Written instruction: Render every line of the data below as a numbered list, omitting any blank lines.

<<<<

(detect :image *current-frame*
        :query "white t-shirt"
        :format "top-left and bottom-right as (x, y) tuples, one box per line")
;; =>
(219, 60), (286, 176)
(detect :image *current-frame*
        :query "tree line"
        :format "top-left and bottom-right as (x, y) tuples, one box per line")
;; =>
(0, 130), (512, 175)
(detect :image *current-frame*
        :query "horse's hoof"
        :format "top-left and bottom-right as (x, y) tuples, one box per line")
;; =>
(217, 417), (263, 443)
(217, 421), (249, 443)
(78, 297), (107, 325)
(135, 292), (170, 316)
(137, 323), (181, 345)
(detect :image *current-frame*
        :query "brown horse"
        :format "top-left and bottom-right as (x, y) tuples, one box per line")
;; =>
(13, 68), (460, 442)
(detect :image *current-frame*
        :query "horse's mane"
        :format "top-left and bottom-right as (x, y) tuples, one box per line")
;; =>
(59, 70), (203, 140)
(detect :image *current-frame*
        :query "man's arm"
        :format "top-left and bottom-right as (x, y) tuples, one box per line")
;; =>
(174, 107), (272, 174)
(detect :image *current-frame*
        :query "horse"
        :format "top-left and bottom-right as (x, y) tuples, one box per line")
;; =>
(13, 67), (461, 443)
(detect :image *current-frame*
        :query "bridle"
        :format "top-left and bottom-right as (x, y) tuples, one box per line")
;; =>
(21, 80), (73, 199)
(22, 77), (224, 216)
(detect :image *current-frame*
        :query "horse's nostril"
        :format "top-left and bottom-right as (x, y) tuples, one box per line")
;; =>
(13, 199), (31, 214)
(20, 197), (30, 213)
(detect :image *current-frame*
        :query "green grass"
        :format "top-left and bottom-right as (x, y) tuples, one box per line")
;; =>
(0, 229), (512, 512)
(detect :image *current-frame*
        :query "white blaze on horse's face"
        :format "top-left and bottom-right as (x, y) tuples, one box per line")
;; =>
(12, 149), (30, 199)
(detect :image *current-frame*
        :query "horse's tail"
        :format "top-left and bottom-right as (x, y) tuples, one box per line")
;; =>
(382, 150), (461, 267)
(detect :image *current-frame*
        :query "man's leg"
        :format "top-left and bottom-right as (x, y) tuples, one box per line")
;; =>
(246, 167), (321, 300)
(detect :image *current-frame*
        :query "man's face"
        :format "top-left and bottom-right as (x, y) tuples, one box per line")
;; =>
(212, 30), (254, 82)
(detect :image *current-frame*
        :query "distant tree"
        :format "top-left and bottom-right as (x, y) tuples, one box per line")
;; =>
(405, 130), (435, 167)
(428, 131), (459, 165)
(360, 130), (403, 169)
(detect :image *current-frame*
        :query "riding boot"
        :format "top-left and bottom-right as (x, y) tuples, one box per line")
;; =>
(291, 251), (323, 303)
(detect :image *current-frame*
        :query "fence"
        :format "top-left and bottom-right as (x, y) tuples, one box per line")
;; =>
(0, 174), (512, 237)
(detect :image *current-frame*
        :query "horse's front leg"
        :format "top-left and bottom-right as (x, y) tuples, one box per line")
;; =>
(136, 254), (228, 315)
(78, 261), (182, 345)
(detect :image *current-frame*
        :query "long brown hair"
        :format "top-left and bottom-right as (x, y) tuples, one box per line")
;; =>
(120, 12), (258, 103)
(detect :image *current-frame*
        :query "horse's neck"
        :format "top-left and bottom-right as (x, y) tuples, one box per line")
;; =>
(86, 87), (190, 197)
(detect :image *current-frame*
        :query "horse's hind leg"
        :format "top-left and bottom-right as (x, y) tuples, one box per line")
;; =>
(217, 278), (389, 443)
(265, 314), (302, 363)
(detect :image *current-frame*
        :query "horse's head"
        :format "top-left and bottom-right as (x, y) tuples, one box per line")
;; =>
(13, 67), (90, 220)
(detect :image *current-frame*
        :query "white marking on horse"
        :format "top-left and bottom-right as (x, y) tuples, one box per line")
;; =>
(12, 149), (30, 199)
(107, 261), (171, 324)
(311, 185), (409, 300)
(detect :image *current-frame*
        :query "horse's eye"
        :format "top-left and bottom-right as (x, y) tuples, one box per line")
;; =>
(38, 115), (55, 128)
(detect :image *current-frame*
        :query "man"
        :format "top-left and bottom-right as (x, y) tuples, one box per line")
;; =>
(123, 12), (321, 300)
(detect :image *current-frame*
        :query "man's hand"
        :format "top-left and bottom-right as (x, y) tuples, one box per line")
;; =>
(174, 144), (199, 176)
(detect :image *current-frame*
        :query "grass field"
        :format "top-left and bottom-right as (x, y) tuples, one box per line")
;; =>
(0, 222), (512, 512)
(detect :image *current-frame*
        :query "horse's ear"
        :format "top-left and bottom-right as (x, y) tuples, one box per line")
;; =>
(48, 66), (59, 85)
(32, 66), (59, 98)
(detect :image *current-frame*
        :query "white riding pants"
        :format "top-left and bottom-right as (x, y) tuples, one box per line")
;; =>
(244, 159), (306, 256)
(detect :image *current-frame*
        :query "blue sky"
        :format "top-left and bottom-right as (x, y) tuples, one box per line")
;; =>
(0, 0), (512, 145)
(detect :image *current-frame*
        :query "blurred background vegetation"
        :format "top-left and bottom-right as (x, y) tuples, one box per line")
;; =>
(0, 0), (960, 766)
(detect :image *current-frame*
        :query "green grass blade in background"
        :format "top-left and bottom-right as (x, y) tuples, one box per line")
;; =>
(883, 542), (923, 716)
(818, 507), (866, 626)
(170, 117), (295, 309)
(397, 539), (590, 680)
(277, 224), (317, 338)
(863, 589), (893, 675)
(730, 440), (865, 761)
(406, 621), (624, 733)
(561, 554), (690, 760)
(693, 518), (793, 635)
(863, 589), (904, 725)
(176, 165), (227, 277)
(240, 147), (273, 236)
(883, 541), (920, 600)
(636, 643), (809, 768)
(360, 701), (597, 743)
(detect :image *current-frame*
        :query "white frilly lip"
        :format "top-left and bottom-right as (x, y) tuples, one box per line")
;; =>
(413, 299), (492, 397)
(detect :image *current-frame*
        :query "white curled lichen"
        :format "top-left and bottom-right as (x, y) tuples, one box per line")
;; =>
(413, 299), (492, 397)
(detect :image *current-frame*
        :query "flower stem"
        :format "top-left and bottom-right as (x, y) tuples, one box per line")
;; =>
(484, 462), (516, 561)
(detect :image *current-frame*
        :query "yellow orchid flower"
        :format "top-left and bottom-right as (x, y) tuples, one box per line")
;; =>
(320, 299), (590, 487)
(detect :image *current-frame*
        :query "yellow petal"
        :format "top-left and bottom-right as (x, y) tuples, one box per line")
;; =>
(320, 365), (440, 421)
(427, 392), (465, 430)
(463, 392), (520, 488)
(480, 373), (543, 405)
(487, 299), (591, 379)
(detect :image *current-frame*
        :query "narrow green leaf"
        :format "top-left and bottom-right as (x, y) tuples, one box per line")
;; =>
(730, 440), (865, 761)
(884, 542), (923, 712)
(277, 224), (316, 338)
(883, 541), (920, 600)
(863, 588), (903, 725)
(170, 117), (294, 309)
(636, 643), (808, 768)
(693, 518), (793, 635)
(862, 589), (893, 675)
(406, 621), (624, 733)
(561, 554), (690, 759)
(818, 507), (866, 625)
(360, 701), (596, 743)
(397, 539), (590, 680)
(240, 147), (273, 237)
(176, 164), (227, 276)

>>>>

Exercise result:
1. (detect :image *current-frame*
2.         :query "white t-shirt"
3.         :format "top-left and bottom-right as (x, y) tuples, one box per line")
4. ;; =>
5. (219, 60), (286, 176)
6. (detect :image *current-frame*
7.         :query "tree line"
8.         :format "top-left and bottom-right as (x, y) tuples, one box per line")
9. ;; =>
10. (0, 130), (512, 175)
11. (detect :image *current-frame*
12.         :query "horse's hoof"
13.         :format "top-left and bottom-right as (x, y) tuples, one box per line")
14. ;; =>
15. (217, 417), (263, 443)
16. (217, 421), (249, 443)
17. (78, 297), (107, 325)
18. (135, 292), (170, 316)
19. (137, 323), (181, 345)
20. (detect :image *current-frame*
21.         :query "brown horse"
22.         :format "top-left and bottom-right as (x, y) tuples, one box per line")
23. ;; =>
24. (13, 68), (460, 442)
25. (detect :image *current-frame*
26.         :query "horse's mane"
27.         :format "top-left and bottom-right as (x, y) tuples, one box per line")
28. ;; =>
29. (59, 70), (203, 140)
30. (detect :image *current-frame*
31.         :query "man's arm"
32.         :format "top-left and bottom-right as (x, y) tuples, one box per line")
33. ;; =>
34. (174, 107), (272, 174)
35. (detect :image *current-frame*
36.         :query "horse"
37.         :format "top-left and bottom-right as (x, y) tuples, one box per line")
38. ;; =>
39. (13, 67), (461, 443)
40. (detect :image *current-frame*
41.         :query "bridle"
42.         :format "top-left and bottom-right as (x, y) tuples, one box per line")
43. ;; =>
44. (21, 80), (73, 199)
45. (22, 77), (224, 216)
46. (detect :image *current-frame*
47.         :query "horse's nostril"
48.         :format "top-left and bottom-right as (x, y) tuples, one box per line")
49. ;; =>
50. (13, 199), (31, 214)
51. (20, 197), (30, 213)
52. (detect :image *current-frame*
53.         :query "green grass"
54.         :format "top-left and bottom-right as (x, y) tuples, one box per line")
55. ;; =>
56. (0, 229), (512, 512)
57. (detect :image *current-frame*
58.         :query "white blaze on horse's face"
59.         :format "top-left and bottom-right as (x, y) tuples, one box per line")
60. ;; =>
61. (12, 149), (30, 199)
62. (detect :image *current-frame*
63.         :query "horse's tail"
64.         :format "top-left and bottom-right as (x, y) tuples, one box per line")
65. ;; =>
66. (382, 150), (461, 267)
67. (detect :image *current-frame*
68.         :query "man's leg"
69.         :format "top-left and bottom-right as (x, y) tuples, one box per line")
70. ;; =>
71. (246, 167), (321, 300)
72. (detect :image *current-frame*
73.         :query "man's face"
74.         :format "top-left and bottom-right as (x, y) tuples, one box per line")
75. ;; =>
76. (212, 30), (254, 82)
77. (detect :image *current-frame*
78.         :query "distant tree"
79.         :format "top-left and bottom-right as (x, y) tuples, one box per line")
80. ;; =>
81. (405, 130), (435, 167)
82. (428, 131), (459, 165)
83. (360, 130), (403, 169)
84. (detect :image *current-frame*
85.         :query "riding boot"
86.         :format "top-left and bottom-right as (x, y) tuples, one box per line")
87. ;; =>
88. (291, 251), (323, 303)
89. (detect :image *current-frame*
90.         :query "fence"
91.         :format "top-left and bottom-right as (x, y) tuples, one box per line")
92. ;; =>
93. (0, 174), (512, 237)
94. (detect :image *current-frame*
95.         :query "horse's front leg"
96.         :format "top-left and bottom-right as (x, y) tuples, one box per line")
97. ;; =>
98. (136, 254), (228, 315)
99. (78, 261), (182, 345)
100. (detect :image *current-frame*
101.         :query "long brown hair"
102.         :format "top-left and bottom-right as (x, y) tuples, one box per line")
103. ;; =>
104. (120, 12), (258, 103)
105. (detect :image *current-frame*
106.         :query "horse's neck"
107.         :format "top-left and bottom-right as (x, y) tuples, one box per line")
108. ;; =>
109. (86, 87), (190, 197)
110. (detect :image *current-frame*
111.         :query "horse's hind leg"
112.         :format "top-left and bottom-right as (x, y) tuples, one box per line")
113. ;; =>
114. (217, 278), (389, 443)
115. (265, 314), (302, 363)
116. (detect :image *current-frame*
117.         :query "horse's head"
118.         :format "top-left and bottom-right as (x, y) tuples, one box per line")
119. ;; =>
120. (13, 67), (90, 220)
121. (detect :image *current-frame*
122.         :query "white marking on horse"
123.         :format "top-left and bottom-right as (x, y) tuples, one box per line")
124. ;; =>
125. (12, 149), (30, 199)
126. (107, 261), (171, 324)
127. (311, 185), (409, 300)
128. (detect :image *current-frame*
129.         :query "horse's eye"
130.         :format "top-left and bottom-right as (x, y) tuples, one box per line")
131. ;; =>
132. (38, 115), (55, 128)
133. (detect :image *current-frame*
134.         :query "man"
135.         :format "top-left and bottom-right as (x, y) tuples, one box per line")
136. ;; =>
137. (123, 12), (321, 300)
138. (detect :image *current-frame*
139.         :query "man's hand"
140.         :format "top-left and bottom-right as (x, y) tuples, one box per line")
141. ;; =>
142. (174, 144), (199, 176)
143. (detect :image *current-frame*
144.         :query "grass field"
145.         :format "top-left and bottom-right as (x, y) tuples, one box per line")
146. ;; =>
147. (0, 222), (512, 512)
148. (detect :image *current-frame*
149.         :query "horse's ear"
150.         :format "top-left and bottom-right as (x, y) tuples, one box per line")
151. ;; =>
152. (48, 66), (59, 85)
153. (32, 66), (59, 98)
154. (detect :image *current-frame*
155.         :query "white riding pants"
156.         :format "top-left and bottom-right as (x, y) tuples, one box per line")
157. ;; =>
158. (244, 159), (306, 256)
159. (detect :image *current-frame*
160.         :query "blue sky"
161.         :format "top-left and bottom-right as (x, y) tuples, one box per line")
162. ;; =>
163. (0, 0), (512, 145)
164. (detect :image *current-frame*
165.         :query "blurred background vegetation"
166.         :format "top-left and bottom-right as (x, y) tuples, one box per line")
167. ;; =>
168. (0, 0), (960, 766)
169. (detect :image *current-frame*
170.         :query "green grass blade in background"
171.         :format "top-left and bottom-right as (x, y) tuples, one box per line")
172. ;; =>
173. (883, 542), (923, 716)
174. (818, 507), (866, 626)
175. (170, 117), (295, 309)
176. (397, 539), (590, 680)
177. (277, 224), (317, 338)
178. (863, 589), (893, 675)
179. (730, 440), (865, 761)
180. (406, 621), (624, 733)
181. (561, 554), (690, 760)
182. (693, 518), (793, 635)
183. (863, 589), (904, 725)
184. (176, 165), (227, 277)
185. (240, 147), (273, 236)
186. (883, 541), (920, 600)
187. (636, 643), (809, 768)
188. (360, 701), (597, 743)
189. (detect :image *current-frame*
190.         :query "white frilly lip"
191.         :format "top-left and bottom-right as (x, y) tuples, one box per line")
192. ;; =>
193. (413, 299), (492, 397)
194. (detect :image *current-frame*
195.         :query "white curled lichen"
196.         :format "top-left and bottom-right as (x, y) tuples, one box per line")
197. ;; =>
198. (413, 299), (492, 397)
199. (detect :image *current-frame*
200.         :query "flower stem"
201.         :format "top-left and bottom-right as (x, y) tuples, one box per line")
202. ;; =>
203. (484, 462), (516, 561)
204. (detect :image *current-frame*
205.         :query "yellow orchid flower"
206.         :format "top-left and bottom-right as (x, y) tuples, one box per line")
207. ;; =>
208. (320, 299), (590, 487)
209. (detect :image *current-frame*
210.         :query "yellow petal"
211.         :format "top-left and bottom-right as (x, y) tuples, one box per line")
212. ;; =>
213. (320, 365), (440, 421)
214. (427, 392), (465, 430)
215. (463, 392), (520, 488)
216. (480, 373), (543, 405)
217. (487, 299), (591, 379)
218. (detect :image *current-frame*
219.         :query "narrow green leaf"
220.         :format "top-left and bottom-right as (x, y) tuples, one box per line")
221. ;; =>
222. (730, 440), (865, 761)
223. (884, 542), (923, 712)
224. (277, 224), (316, 338)
225. (883, 541), (920, 600)
226. (863, 588), (903, 725)
227. (170, 117), (294, 309)
228. (636, 643), (808, 768)
229. (693, 518), (793, 635)
230. (862, 589), (893, 675)
231. (406, 621), (624, 733)
232. (561, 554), (690, 759)
233. (818, 507), (866, 625)
234. (360, 701), (596, 743)
235. (397, 539), (590, 680)
236. (240, 147), (273, 237)
237. (176, 164), (227, 276)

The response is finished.